ASSIGNED TASK:
Restate word for word each line of the data, starting at the one containing "Query: black plume" and running through the last.

DATA FOR ANALYSIS:
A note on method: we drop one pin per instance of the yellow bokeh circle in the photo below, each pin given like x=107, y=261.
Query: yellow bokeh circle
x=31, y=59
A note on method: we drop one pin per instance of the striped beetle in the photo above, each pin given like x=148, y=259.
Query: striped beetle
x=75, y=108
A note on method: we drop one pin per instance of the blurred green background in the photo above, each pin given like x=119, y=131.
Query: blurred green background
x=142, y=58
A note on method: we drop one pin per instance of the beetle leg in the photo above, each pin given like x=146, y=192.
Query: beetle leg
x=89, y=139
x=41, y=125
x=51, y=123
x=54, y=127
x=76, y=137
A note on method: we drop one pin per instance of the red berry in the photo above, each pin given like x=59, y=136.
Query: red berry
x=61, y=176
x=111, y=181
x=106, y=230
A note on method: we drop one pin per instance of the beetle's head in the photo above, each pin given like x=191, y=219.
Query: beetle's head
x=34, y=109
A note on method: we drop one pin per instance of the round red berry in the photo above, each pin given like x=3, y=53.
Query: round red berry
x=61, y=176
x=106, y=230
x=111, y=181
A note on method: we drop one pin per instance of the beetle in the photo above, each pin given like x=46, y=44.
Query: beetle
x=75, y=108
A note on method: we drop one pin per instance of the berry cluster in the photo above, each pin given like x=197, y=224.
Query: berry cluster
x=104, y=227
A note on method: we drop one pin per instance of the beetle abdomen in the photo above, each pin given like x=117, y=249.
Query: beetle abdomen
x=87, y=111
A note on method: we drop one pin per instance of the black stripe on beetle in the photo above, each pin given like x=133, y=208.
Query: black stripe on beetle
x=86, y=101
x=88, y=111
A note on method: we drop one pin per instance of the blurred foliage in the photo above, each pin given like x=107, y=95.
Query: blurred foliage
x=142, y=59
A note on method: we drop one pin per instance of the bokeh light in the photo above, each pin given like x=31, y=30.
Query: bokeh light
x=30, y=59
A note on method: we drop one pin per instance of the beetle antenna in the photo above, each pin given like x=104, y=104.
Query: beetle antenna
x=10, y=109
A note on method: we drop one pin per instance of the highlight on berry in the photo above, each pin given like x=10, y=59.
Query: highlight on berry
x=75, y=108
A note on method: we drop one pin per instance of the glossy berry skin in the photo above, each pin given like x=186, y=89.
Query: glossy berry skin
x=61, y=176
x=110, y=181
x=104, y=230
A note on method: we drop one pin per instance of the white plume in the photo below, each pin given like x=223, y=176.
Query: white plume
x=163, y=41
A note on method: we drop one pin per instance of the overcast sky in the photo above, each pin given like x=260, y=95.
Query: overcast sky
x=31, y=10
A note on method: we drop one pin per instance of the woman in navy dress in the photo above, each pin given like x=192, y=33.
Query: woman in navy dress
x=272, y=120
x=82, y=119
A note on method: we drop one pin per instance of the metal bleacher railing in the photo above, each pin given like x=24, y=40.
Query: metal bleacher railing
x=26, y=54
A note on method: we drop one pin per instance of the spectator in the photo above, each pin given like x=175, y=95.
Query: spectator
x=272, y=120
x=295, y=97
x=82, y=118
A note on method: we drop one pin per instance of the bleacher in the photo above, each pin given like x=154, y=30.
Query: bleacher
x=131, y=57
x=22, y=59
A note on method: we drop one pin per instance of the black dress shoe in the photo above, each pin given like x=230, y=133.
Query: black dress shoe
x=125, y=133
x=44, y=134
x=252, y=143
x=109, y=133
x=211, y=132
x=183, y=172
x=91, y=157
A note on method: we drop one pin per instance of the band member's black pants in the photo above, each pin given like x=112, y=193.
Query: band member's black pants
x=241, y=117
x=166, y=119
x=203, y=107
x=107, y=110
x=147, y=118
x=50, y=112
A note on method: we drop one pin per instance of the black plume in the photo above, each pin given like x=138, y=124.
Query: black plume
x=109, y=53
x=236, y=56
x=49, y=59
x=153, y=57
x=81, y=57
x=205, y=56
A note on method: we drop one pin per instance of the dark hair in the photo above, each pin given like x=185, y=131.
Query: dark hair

FINISHED EXERCISE:
Query: black plume
x=109, y=53
x=236, y=56
x=49, y=59
x=153, y=57
x=81, y=57
x=205, y=56
A note on method: we drop one pin per instance of the dark hair in the photo above, each pin given like x=185, y=131.
Query: dark hair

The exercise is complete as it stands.